■ **EXERCISE INPUTS**
++++++++

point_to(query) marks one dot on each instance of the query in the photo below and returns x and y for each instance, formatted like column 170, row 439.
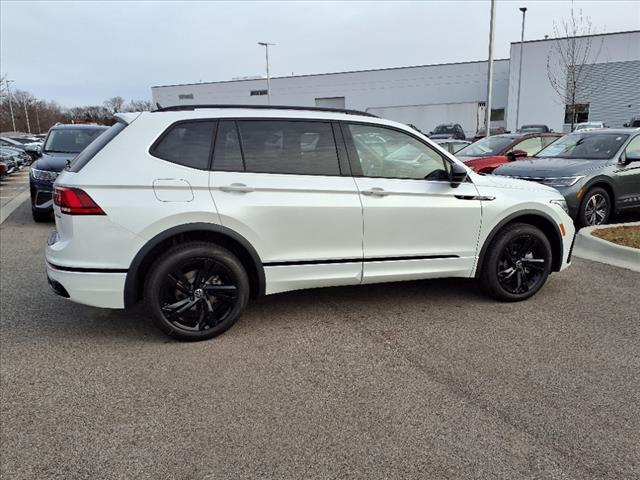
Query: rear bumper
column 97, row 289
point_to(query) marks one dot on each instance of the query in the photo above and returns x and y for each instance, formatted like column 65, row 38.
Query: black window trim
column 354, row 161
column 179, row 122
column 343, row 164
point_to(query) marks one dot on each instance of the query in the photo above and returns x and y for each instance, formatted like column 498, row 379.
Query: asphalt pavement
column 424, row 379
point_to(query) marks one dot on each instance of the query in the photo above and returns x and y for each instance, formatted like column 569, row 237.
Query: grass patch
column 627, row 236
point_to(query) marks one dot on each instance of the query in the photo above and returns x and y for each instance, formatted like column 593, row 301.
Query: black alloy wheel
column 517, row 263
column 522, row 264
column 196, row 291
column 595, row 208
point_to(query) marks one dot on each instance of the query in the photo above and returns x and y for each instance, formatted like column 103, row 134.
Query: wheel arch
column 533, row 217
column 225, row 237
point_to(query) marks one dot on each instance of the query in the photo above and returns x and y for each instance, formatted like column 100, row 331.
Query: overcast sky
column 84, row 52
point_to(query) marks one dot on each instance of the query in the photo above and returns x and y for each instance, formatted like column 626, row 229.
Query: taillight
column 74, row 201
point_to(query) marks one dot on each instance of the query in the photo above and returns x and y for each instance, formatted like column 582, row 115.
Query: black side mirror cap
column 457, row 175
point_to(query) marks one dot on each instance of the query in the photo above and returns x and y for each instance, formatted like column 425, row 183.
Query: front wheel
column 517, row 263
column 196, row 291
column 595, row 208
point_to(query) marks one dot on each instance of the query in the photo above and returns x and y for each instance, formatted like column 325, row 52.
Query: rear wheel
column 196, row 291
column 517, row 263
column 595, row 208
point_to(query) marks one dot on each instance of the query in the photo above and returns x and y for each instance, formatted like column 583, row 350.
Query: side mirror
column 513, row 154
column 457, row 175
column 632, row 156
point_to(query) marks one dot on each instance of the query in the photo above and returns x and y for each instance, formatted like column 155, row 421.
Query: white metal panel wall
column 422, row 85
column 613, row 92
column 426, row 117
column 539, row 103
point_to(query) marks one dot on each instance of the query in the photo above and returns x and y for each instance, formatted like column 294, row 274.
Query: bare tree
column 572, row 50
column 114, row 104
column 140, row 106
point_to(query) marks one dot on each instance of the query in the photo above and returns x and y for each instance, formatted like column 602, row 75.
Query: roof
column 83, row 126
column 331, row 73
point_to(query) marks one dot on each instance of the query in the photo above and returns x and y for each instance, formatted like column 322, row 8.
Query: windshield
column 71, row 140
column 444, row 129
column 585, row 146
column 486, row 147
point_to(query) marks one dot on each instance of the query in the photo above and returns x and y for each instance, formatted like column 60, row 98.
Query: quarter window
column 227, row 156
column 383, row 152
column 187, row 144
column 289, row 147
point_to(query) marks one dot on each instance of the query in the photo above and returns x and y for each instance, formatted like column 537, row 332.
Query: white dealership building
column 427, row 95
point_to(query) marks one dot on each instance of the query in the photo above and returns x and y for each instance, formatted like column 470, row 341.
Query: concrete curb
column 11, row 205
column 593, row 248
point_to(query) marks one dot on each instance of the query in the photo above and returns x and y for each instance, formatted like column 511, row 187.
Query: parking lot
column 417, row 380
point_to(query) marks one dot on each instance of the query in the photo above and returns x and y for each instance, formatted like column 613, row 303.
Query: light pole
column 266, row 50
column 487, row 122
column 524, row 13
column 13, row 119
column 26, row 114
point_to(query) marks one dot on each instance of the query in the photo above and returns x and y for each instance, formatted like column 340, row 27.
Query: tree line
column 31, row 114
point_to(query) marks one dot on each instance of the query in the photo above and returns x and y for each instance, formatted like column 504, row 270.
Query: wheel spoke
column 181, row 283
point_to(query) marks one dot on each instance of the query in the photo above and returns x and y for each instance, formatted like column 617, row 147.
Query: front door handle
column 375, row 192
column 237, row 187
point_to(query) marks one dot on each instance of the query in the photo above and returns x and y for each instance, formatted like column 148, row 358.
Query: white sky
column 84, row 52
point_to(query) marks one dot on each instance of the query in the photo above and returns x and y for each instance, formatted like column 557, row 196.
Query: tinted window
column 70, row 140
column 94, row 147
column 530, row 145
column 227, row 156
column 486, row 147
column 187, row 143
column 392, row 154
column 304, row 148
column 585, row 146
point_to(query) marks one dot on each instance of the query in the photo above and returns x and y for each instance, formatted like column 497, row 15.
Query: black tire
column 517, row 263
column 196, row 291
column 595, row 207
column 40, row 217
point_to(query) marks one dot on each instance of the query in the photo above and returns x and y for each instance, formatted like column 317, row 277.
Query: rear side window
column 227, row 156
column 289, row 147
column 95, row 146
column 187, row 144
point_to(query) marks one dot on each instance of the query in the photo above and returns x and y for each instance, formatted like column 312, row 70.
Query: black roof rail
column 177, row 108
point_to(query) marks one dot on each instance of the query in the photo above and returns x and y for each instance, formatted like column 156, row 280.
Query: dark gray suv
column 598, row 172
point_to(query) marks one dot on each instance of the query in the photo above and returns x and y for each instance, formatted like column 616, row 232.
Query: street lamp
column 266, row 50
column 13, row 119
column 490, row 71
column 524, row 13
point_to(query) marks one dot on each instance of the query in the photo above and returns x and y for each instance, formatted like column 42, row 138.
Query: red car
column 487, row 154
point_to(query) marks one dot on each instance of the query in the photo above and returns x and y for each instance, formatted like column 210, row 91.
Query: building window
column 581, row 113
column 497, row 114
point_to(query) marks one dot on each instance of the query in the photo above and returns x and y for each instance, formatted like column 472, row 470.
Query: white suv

++++++++

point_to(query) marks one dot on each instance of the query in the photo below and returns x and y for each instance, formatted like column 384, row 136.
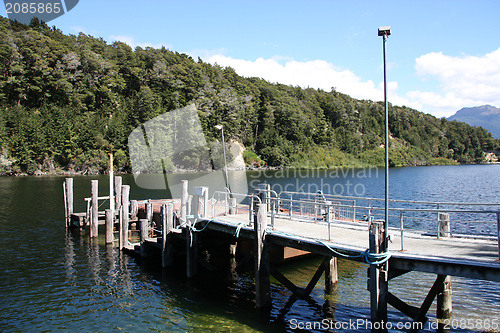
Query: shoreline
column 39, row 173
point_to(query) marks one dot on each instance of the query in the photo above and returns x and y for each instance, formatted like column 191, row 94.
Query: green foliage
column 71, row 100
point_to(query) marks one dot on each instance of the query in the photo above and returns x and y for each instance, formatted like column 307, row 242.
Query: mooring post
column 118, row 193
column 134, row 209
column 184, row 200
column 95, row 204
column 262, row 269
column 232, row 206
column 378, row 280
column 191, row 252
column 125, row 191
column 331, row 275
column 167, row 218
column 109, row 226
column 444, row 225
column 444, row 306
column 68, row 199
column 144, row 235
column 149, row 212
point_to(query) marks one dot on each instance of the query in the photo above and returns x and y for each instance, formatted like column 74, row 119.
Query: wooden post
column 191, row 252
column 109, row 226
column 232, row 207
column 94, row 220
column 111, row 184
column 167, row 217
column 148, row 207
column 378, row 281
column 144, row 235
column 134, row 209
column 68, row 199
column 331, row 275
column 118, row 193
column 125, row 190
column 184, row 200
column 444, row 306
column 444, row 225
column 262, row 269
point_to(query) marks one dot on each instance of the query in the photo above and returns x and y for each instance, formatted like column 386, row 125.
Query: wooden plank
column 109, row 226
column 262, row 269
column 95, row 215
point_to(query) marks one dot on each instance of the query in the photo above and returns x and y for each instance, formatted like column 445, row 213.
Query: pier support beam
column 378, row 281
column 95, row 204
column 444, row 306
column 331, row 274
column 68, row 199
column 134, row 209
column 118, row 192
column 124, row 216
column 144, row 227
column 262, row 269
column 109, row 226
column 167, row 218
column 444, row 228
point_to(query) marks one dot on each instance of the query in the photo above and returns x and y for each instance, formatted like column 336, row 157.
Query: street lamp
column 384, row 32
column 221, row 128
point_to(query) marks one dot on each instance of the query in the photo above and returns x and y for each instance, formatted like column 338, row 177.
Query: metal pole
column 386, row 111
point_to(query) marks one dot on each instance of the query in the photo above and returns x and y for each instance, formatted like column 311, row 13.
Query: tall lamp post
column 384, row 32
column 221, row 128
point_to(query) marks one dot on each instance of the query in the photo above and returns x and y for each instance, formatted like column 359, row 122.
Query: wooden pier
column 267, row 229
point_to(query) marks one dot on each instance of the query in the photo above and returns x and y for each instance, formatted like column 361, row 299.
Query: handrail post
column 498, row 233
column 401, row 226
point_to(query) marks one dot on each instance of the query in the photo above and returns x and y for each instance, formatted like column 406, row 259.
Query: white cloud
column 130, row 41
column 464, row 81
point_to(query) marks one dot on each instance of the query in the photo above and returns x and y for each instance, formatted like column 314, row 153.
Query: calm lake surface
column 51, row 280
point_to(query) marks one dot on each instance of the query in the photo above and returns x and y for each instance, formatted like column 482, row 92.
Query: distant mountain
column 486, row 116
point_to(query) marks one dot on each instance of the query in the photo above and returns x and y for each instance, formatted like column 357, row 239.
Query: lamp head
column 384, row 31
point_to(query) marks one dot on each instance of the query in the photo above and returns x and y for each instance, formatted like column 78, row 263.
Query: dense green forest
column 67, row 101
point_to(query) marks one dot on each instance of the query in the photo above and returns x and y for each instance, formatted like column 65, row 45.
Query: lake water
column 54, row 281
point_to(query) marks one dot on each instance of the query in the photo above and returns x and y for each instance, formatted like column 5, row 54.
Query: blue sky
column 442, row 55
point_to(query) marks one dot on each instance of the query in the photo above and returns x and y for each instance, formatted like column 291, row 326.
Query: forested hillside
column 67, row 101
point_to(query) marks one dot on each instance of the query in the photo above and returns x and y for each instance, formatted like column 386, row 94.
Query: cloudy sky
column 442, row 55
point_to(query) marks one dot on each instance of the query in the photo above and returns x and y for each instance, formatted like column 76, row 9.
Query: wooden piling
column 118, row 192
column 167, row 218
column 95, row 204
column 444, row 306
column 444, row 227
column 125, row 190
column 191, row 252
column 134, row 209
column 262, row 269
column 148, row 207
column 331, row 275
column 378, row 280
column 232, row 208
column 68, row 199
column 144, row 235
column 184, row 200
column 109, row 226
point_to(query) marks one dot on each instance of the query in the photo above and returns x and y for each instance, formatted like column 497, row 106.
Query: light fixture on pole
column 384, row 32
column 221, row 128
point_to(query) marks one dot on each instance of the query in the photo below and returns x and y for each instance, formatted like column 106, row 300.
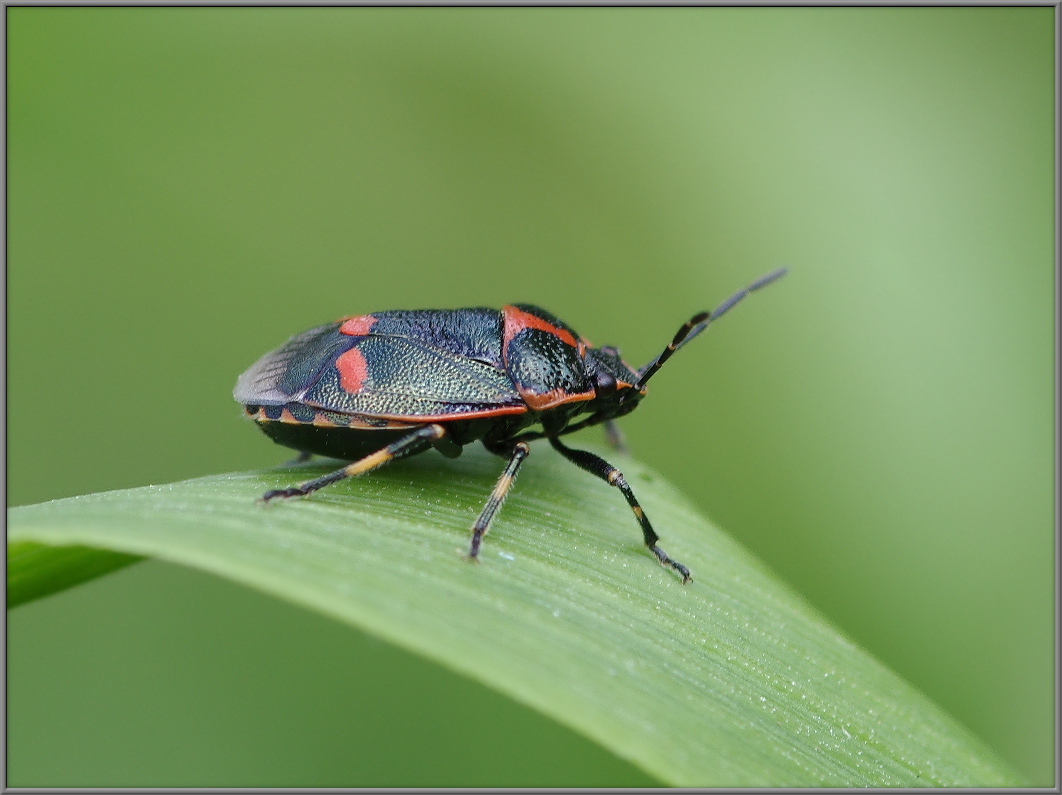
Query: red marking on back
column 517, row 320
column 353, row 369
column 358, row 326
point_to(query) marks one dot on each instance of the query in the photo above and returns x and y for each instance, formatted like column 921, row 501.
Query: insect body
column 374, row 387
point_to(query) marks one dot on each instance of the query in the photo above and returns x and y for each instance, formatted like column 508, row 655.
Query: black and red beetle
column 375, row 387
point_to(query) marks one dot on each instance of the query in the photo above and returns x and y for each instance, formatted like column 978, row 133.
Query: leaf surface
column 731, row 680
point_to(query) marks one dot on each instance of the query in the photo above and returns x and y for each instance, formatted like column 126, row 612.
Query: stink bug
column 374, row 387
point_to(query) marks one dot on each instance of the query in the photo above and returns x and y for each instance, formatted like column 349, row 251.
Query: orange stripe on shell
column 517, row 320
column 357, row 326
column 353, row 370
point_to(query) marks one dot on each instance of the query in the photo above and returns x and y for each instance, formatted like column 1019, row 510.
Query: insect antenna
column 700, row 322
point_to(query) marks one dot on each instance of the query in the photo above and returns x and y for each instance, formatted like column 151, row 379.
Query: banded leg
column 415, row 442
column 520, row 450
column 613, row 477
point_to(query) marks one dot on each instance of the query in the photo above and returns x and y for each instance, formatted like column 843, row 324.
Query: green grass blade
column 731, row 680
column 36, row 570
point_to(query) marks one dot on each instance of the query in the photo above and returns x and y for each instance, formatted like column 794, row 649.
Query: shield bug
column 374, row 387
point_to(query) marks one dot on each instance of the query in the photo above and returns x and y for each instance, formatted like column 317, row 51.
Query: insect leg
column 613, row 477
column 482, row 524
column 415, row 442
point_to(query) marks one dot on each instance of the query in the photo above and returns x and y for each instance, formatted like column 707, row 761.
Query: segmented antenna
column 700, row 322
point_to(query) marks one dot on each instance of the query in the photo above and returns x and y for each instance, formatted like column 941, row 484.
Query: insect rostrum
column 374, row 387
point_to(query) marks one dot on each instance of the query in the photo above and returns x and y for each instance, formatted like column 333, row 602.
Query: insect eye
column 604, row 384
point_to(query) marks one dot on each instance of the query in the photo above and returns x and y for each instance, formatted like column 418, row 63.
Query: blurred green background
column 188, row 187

++++++++

■ **WHAT TO WORK ON**
Using the data above, return every line that contains the string "below".

■ **SOLUTION TO THIS PROBLEM**
point_to(query) marks one dot on each instance of the query in the photo below and returns x and y for each instance, formatted like column 170, row 439.
point_to(query) marks one dot on each instance of the query in the photo below and returns x and y for each instance, formatted like column 384, row 136.
point_to(query) marks one dot on each instance of the query in the photo below and returns x and y for each instance, formatted like column 106, row 300.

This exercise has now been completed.